## WORK TO BE COMPLETED
Could you continue the news release on CCF's 2000 results below, picking up right after its final sentence?

CCF 2000 Results
HSBC Hldgs PLC
26 February 2001
HSBC Hldgs PLC
News Release 6 Part (1)of(1)
The following is an English translation of a news release
issued in French by HSBC Holdings' subsidiary in France.
CCF 2000 RESULTS - HIGHLIGHTS
* Integration within the HSBC Group now nearly completed,
holding out great promise for the future.
* Robust growth in retail and commercial banking operating
profit, especially in the CCF network, thanks to an aggressive
drive to win new business including the opening of 21 new
branches.
* New strategic ambitions for Corporate and Investment
Banking in line with HSBC, resulting in important mandates for
major international corporates.
* Strong growth in Asset Management in France and the UK,
with an increase in the most profitable services.
* First-class performances from CCF subsidiaries Eurofin and
Banque du Louvre in Private Banking.
Financial Discussion
CCF's consolidated net profit rose for the seventeenth
consecutive year.
On a consolidated basis, net profit at EUR478 million was up
6.3 per cent over the published figures for 1999. Net banking
income rose 6.2 per cent to EUR2,549 million, and operating
profit before provision increased by 3.9 per cent to EUR891
million. Net profit at CCF's parent company rose by 20.9 per
cent to EUR287 million. The tier one ratio remained high, at
8.5 per cent, confirming the strength of its balance sheet.
Integration into the HSBC Group, changes in CCF's structure
and various non-recurring items have changed like-for-like
comparisons of year-to-year published earnings. After
restatements^, operating income increased by 10.2 per cent,
operating profit before provisions rose 13.3 per cent and the
net profit was up 21.5 per cent. This was in line with CCF's
original objectives.
In a favourable economic environment, especially at the
beginning of 2000, all lines of business performed well.
Retail and commercial banking showed excellent growth with
operating income up 9.6 per cent and operating profit before
provisions up 28.9 per cent. Despite growing market
uncertainty in the second half of the year, investment and
corporate banking activities and results strengthened.
Operating income rose 13.7 per cent. Operating profit before
provisions increased by 25 per cent. Working alongside HSBC,
the prospects for CCF's business here are good. This is also
true for asset management and private banking, where
significant investments continued in 2000. Operating income
increased by 25.6 per cent and operating profit before
provisions rose 23.3 per cent.
Commenting on these results, Chairman and CEO Charles de
Croisset said:
'CCF has essentially completed its integration within the HSBC
Group in only four months. This integration is beginning to
pay off and will generate substantial synergies starting in
2001.
'CCF is now embarking on an ambitious growth plan. We plan to
accelerate growth in each of our businesses, optimising
synergies with the HSBC Group for the benefit of our
customers. CCF can now compete on equal terms with the largest
players in the market.'
^The main restatements concern changes in CCF's structure
(namely foreign branches, CCF Brazil, Charterhouse UK and the
absorption of HSBC's business in France, together with Banque
Pelletier). They also concern profits and charges relating to
the acquisition by HSBC and provisions for stock-related
compensation costs given to employees of certain subsidiaries
(chiefly Framlington). After restatements, operating income
increased to EUR2,393 million, operating profit before
provisions rose to EUR813 million and profit after tax was
EUR502 million.

## EXTRACTED ENTRIES
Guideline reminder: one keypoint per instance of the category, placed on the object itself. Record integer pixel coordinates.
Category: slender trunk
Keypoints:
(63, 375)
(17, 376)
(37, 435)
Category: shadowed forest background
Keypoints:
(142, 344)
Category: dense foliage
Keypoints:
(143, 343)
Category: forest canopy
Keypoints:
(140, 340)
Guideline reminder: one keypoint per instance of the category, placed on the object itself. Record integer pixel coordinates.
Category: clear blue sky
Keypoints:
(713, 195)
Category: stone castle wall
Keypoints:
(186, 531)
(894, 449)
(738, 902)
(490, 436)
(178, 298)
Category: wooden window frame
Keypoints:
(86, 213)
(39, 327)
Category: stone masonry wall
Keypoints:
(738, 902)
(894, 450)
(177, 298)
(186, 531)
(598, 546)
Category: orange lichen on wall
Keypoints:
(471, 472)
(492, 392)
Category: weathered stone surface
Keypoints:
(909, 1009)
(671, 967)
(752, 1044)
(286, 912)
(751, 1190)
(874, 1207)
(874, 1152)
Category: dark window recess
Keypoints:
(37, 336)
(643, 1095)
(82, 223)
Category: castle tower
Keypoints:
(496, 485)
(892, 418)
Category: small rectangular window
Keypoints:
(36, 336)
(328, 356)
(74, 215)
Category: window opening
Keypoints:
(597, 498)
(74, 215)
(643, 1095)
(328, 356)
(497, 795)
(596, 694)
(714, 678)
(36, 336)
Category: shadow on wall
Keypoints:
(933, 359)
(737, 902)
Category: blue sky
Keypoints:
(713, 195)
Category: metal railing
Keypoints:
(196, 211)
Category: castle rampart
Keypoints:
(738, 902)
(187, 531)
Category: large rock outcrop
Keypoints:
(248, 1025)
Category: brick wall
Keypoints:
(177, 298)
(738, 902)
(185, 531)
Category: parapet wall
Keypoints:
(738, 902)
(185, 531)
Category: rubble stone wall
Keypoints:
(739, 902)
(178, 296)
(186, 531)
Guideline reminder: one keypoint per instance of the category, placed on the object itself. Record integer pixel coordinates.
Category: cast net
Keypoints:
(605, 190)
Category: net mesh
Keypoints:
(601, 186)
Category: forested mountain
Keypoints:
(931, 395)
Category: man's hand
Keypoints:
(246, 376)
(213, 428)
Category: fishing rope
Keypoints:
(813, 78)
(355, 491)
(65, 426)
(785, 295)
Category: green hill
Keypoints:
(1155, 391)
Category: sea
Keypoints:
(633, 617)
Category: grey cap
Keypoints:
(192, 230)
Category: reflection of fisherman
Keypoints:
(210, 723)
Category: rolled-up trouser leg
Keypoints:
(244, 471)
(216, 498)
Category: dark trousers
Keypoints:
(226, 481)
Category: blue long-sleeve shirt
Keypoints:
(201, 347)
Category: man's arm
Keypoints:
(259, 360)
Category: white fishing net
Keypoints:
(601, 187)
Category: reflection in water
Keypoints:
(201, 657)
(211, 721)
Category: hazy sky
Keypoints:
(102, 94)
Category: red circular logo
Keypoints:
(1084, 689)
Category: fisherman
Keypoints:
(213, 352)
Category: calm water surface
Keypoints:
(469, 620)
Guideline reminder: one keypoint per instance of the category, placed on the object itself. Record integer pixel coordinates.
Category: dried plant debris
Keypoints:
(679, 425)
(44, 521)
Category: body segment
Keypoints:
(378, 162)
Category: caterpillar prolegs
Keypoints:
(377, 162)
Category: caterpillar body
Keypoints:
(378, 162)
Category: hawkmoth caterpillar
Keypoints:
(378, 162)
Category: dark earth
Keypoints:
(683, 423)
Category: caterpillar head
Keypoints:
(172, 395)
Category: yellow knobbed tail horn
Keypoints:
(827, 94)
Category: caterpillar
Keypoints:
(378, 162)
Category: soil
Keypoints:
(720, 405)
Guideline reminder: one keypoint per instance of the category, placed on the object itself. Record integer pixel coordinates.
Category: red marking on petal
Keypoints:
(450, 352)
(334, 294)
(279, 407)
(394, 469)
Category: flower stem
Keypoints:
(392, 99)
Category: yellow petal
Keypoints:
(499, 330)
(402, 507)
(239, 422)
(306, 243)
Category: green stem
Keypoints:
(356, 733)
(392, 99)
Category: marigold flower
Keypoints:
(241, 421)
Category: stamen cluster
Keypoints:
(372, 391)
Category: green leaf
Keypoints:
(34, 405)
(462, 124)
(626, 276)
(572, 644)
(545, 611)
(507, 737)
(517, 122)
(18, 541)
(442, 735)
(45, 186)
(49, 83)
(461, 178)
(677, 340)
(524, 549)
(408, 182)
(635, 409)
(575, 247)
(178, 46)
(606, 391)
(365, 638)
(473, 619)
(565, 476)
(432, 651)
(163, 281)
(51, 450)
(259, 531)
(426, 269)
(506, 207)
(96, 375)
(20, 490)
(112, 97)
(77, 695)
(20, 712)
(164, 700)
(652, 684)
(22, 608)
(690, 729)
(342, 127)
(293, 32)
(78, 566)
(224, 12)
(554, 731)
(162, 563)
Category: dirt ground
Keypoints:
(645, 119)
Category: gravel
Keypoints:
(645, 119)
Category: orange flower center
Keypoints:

## THE ANSWER
Business Segment Results
Retail and commercial banking
CCF's dynamism remains strong, as reflected in strong
performance in spite of market uncertainty and a less buoyant
environment at the year-end.
Operating income at EUR1,197 million was up 9.6 per cent
relative to 1999, primarily due to robust growth in fee income
and commissions (up 14.6 per cent), which accounted for 44 per
cent of operating income. Operating profit before provision
grew by 28.9 per cent to EUR350 million, leading to a
significant improvement in the cost:income ratio (67.5 per
cent excluding Societe Marseillaise de Credit (SMC)). This was
despite the impact of development costs in the CCF banking
network, following 10 branch openings and the recruitment of
additional sales staff. Net profit grew strongly again, up
40.3 per cent, thanks to particularly low bad debt charges.
ROE of 27.6 per cent improved significantly on the 1999 figure
of 23.1 per cent.
CCF's retail banking networks achieved strong growth in
business volumes. Loan commitments and outstandings increased
by 16.1 per cent to EUR14.3 billion, with an even greater
increase (up 20.2 per cent) in corporate lending for the CCF
network and in personal lending in the regional banks (up 16.2
per cent excluding SMC). Inflows of funds were again strong,
with a 12.7 per cent rise in sight deposits. Life insurance
products and equity unit trusts both registered robust growth.
Overall, the regional banks performed well. Union de Banques a
Paris (UBP) in particular reported excellent results. The
recovery plan being implemented at SMC is beginning to pay
off, and sales among personal clients were encouraging.
Loxxia and Slibail (a subsidiary of Credit Lyonnais) merged at
the end of the year, creating one of France's leading
equipment leasing companies.
Corporate and investment banking
In a year of contrasts, results in corporate and investment
banking were highly encouraging in terms of the potential for
synergies with HSBC.
After adjusting for changes in CCF's structure, operating
income (EUR558 million) rose 13.7 per cent relative to 1999.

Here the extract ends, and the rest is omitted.